**Direction 1**
From the interview transcript on politics, pull out the passage starting with "What's your assessment" and going on through "people are seeing.", copying it word for word.

**Source extract**
But more importantly for us, he let us have it all live.
And up until this point, we never had it.
- You've been around Washington, obviously through C-SPAN for a very long time.
What's your assessment of the state of politics today in the United States?
And again, that could be a very long answer, but give us whatever kind of answer you want to give.
- I'll keep it short.
It's not what people living today think it is.
They think this is the worst time in history and it's ugly and horrible.
All you have to do is go back to Lincoln.
You go back to Thomas Jefferson, you go back to George Washington.
They lived through some incredibly difficult and mean times.
And you know, back in the John Adams days and you know this Wayne, you're in that business, they put journalists in prison.
So this is not as bad as people today think it is, but there's a camera everywhere.
And that's changed the dynamics of what people are seeing.
So it's not good right now, but it's not necessarily the worst time in history.
Just think of the civil war.
- Is there something, you and I again we were talking before we got started here, and the spectacle in American politics today, we can always find those examples in American history, but between social media, 24/7 saturation coverage, and then on the cable news channels, are we overdosing on our exposure to politics?
- Some people are, but that number is not as big as the, some people who are overdosing think it is.
I don't know about you, but I got an enormous number of friends that don't watch any of this.
They don't care.
They have a life, but the people that overdose on it think this is just terrible.
And so that's, and if you're in the journalism business, I consider myself a journalist, and I'm sure Wayne probably feels the same way.

**Supplied data**
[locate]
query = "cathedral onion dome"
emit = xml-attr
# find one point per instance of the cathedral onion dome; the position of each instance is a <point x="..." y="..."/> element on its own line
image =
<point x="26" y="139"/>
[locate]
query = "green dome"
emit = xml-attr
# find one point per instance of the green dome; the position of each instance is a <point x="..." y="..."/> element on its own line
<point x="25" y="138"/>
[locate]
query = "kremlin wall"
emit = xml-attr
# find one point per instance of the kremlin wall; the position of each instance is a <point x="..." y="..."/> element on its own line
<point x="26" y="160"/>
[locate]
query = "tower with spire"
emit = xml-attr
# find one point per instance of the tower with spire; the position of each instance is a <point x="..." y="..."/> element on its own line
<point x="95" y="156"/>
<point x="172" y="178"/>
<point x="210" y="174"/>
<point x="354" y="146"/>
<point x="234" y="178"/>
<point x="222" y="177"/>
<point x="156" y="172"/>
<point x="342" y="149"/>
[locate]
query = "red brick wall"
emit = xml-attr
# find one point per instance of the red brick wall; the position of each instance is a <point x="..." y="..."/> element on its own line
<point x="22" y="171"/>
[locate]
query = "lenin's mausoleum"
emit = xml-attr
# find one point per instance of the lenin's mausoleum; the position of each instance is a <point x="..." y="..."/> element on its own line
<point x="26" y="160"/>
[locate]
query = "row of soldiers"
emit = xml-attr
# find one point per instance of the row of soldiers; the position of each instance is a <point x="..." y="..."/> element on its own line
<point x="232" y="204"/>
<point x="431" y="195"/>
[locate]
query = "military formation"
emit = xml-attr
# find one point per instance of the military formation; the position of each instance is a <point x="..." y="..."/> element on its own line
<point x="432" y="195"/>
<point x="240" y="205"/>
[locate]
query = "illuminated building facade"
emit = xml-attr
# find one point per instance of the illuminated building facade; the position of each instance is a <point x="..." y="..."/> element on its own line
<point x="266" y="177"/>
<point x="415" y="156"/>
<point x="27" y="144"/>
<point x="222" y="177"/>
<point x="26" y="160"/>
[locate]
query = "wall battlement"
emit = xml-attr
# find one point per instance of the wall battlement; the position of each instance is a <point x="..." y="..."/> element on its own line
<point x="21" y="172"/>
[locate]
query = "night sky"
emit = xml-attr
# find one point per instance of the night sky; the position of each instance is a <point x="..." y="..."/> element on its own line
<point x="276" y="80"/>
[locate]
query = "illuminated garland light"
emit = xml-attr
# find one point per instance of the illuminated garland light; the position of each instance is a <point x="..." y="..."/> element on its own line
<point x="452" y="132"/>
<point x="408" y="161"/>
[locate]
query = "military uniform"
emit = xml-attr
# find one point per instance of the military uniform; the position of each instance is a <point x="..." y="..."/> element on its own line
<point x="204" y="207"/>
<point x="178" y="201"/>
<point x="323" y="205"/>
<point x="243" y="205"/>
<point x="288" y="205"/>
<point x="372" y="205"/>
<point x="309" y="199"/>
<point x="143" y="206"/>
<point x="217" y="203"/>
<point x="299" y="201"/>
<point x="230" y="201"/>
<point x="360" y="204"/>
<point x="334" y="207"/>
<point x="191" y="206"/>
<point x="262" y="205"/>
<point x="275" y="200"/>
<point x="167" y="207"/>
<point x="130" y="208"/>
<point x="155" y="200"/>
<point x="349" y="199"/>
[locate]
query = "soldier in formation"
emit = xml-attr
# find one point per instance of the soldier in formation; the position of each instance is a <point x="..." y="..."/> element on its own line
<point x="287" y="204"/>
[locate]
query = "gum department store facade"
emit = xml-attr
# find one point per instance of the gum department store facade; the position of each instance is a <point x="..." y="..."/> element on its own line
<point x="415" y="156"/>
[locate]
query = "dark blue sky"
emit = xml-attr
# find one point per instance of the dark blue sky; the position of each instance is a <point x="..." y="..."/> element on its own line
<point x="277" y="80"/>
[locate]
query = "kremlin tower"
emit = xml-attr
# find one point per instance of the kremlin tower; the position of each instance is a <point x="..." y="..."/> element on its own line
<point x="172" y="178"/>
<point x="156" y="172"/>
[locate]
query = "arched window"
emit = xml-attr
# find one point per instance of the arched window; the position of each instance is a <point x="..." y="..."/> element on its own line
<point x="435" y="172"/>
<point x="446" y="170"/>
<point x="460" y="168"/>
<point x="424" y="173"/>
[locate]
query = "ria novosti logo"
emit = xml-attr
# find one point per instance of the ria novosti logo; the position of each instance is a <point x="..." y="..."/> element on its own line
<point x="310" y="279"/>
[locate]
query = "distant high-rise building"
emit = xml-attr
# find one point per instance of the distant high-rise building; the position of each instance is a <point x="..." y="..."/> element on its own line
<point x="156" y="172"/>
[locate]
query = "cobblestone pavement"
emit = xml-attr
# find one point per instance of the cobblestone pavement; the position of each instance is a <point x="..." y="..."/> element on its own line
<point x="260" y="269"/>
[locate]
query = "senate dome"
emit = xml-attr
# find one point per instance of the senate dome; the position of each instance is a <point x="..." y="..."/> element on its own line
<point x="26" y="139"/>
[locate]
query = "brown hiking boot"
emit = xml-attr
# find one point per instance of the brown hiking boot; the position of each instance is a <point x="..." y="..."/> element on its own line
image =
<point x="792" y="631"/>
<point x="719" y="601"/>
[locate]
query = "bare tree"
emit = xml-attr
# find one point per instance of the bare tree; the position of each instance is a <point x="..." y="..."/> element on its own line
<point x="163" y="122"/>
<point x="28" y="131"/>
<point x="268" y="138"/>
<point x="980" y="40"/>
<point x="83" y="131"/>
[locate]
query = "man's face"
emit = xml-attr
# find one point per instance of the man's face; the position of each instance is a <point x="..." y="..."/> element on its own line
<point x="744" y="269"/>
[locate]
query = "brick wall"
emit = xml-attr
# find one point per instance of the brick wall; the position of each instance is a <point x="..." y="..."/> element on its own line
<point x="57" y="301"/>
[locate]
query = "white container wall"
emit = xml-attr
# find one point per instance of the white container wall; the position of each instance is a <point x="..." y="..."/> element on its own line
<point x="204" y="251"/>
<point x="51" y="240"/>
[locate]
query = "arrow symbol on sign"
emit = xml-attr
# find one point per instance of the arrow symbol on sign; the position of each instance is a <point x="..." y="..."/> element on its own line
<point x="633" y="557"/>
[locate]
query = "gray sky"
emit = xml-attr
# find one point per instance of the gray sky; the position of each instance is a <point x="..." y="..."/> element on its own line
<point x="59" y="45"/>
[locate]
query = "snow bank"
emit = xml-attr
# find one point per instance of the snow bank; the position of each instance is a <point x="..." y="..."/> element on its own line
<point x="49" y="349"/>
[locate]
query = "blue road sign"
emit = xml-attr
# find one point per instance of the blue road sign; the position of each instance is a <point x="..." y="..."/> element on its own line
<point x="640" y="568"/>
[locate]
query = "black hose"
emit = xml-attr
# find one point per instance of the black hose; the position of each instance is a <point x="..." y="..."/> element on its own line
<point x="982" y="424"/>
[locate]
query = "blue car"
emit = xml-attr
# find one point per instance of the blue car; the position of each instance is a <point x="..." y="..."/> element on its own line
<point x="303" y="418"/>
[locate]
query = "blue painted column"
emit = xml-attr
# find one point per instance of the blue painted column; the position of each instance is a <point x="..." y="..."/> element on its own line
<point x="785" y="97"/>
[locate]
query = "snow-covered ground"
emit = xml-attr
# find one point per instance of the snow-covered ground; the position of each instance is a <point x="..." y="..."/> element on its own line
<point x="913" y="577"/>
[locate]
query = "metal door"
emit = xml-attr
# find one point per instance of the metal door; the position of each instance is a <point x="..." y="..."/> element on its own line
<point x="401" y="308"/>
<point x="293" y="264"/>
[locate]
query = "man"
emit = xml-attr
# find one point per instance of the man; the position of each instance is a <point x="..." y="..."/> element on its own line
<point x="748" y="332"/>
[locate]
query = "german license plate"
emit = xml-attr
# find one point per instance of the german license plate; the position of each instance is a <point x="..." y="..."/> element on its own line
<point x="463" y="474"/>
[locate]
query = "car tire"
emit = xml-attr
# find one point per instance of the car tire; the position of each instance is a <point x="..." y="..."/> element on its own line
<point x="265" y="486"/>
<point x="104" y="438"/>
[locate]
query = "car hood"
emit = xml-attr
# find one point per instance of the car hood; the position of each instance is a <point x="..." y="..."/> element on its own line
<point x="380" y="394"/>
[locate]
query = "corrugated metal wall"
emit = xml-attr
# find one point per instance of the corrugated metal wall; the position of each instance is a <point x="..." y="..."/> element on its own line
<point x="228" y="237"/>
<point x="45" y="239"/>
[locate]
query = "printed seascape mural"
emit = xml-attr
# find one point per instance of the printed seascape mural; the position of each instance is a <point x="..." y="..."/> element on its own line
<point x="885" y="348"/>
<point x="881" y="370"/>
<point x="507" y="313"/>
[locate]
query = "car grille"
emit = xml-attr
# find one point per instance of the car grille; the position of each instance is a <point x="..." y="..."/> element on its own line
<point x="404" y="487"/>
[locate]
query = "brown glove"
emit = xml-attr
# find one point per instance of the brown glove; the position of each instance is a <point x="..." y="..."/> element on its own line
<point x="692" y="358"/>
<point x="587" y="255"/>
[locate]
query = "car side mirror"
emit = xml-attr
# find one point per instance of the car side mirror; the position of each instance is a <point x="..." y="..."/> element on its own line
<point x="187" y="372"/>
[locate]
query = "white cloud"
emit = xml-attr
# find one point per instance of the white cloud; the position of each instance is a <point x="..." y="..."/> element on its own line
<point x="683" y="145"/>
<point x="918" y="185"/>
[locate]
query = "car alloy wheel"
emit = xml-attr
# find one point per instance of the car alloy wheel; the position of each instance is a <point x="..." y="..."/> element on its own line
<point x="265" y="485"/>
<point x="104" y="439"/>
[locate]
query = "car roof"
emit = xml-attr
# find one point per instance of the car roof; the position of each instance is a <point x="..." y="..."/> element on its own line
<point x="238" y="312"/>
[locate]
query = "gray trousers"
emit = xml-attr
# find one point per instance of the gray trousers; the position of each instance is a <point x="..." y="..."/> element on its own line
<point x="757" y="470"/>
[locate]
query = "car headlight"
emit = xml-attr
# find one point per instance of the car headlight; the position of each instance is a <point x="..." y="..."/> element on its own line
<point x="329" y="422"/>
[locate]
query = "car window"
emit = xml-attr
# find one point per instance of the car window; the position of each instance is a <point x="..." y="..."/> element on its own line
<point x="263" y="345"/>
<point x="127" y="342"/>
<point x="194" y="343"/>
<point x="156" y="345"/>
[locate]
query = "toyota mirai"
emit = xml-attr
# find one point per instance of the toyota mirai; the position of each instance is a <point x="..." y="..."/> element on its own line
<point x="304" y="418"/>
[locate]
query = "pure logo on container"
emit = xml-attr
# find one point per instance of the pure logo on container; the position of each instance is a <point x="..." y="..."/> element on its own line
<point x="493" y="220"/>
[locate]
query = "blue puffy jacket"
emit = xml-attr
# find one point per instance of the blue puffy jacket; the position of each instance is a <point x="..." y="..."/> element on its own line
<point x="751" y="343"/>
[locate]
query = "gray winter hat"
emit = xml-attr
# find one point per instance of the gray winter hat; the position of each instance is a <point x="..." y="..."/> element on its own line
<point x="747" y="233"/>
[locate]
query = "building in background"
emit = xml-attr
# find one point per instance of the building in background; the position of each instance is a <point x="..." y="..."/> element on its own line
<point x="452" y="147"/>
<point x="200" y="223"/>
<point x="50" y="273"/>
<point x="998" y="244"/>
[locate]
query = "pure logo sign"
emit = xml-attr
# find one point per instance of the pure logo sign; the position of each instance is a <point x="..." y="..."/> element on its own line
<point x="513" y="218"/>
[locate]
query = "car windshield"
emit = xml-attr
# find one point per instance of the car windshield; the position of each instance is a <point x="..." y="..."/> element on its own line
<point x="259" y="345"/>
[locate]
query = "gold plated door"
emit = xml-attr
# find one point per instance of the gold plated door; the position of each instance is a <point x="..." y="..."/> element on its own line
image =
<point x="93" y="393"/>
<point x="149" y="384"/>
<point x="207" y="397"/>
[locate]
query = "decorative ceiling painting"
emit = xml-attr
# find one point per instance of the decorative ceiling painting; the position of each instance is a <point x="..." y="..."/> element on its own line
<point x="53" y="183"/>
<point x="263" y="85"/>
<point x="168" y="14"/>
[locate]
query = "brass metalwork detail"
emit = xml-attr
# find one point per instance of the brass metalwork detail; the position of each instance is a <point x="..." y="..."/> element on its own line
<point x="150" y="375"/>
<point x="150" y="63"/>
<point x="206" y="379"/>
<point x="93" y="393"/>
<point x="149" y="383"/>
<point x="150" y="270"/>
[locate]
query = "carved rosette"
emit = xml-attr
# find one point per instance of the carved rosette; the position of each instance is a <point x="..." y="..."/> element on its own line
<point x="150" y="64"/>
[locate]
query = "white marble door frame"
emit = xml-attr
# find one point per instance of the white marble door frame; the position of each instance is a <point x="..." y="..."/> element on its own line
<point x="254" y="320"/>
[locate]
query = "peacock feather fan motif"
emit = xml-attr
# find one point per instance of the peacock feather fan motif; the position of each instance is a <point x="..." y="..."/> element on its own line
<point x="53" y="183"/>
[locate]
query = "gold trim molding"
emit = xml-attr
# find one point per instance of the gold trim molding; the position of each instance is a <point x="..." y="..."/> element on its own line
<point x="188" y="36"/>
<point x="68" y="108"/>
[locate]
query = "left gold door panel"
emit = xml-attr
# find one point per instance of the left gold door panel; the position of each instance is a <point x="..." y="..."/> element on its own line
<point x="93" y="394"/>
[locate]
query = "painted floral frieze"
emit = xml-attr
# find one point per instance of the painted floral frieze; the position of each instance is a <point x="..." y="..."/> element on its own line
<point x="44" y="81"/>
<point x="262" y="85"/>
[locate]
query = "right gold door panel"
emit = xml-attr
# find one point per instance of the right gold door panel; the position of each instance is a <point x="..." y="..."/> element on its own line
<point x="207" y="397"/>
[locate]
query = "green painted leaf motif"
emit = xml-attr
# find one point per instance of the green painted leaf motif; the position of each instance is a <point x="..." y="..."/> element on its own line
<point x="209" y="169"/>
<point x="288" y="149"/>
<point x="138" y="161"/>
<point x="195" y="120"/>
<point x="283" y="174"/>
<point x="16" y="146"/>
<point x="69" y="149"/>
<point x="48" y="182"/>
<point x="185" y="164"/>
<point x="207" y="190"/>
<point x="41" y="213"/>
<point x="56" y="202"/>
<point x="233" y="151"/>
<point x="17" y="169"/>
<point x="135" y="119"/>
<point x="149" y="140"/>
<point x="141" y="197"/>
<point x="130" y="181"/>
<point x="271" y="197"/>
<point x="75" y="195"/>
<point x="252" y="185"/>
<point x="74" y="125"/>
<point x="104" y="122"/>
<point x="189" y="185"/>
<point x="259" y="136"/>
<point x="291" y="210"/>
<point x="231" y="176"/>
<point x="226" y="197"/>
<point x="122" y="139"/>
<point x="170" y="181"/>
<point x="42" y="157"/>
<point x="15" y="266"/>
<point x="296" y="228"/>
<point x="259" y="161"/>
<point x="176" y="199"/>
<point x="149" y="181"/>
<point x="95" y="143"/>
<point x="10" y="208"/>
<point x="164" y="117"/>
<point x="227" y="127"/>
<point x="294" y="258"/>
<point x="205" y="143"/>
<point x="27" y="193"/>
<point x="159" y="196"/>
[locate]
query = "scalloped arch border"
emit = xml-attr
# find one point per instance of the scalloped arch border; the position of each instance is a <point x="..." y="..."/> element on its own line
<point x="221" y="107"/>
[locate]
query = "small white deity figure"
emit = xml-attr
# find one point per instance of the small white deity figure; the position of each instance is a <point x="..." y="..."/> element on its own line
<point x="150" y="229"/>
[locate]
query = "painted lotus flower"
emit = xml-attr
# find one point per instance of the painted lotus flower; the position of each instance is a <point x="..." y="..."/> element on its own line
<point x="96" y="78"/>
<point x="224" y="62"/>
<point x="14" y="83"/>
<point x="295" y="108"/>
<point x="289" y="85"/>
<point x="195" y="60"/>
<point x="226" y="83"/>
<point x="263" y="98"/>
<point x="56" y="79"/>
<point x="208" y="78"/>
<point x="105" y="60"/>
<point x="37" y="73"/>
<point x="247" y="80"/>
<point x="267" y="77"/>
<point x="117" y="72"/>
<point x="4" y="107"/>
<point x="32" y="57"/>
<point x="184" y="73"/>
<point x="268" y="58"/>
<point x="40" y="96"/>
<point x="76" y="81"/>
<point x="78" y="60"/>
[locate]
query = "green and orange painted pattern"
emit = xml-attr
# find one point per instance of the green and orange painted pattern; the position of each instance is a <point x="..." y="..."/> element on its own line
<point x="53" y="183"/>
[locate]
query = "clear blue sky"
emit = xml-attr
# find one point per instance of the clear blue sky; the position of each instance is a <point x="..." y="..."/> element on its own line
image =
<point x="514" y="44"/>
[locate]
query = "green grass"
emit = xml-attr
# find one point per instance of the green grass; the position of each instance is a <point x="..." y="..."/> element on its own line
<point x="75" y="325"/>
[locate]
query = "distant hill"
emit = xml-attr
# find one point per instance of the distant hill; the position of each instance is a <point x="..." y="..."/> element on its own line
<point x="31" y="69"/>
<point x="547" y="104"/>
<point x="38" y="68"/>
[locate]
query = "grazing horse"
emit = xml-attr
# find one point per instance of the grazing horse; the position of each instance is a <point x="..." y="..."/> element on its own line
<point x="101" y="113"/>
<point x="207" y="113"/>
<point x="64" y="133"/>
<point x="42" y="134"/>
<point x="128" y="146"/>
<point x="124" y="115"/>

**Direction 2**
Show every line in the records that contains the string "metalwork", matching case.

**Exercise response 1**
What's your assessment of the state of politics today in the United States?
And again, that could be a very long answer, but give us whatever kind of answer you want to give.
- I'll keep it short.
It's not what people living today think it is.
They think this is the worst time in history and it's ugly and horrible.
All you have to do is go back to Lincoln.
You go back to Thomas Jefferson, you go back to George Washington.
They lived through some incredibly difficult and mean times.
And you know, back in the John Adams days and you know this Wayne, you're in that business, they put journalists in prison.
So this is not as bad as people today think it is, but there's a camera everywhere.
And that's changed the dynamics of what people are seeing.

**Exercise response 2**
query = "brass metalwork detail"
# find one point per instance of the brass metalwork detail; the position of each instance is a <point x="..." y="..."/> element on its own line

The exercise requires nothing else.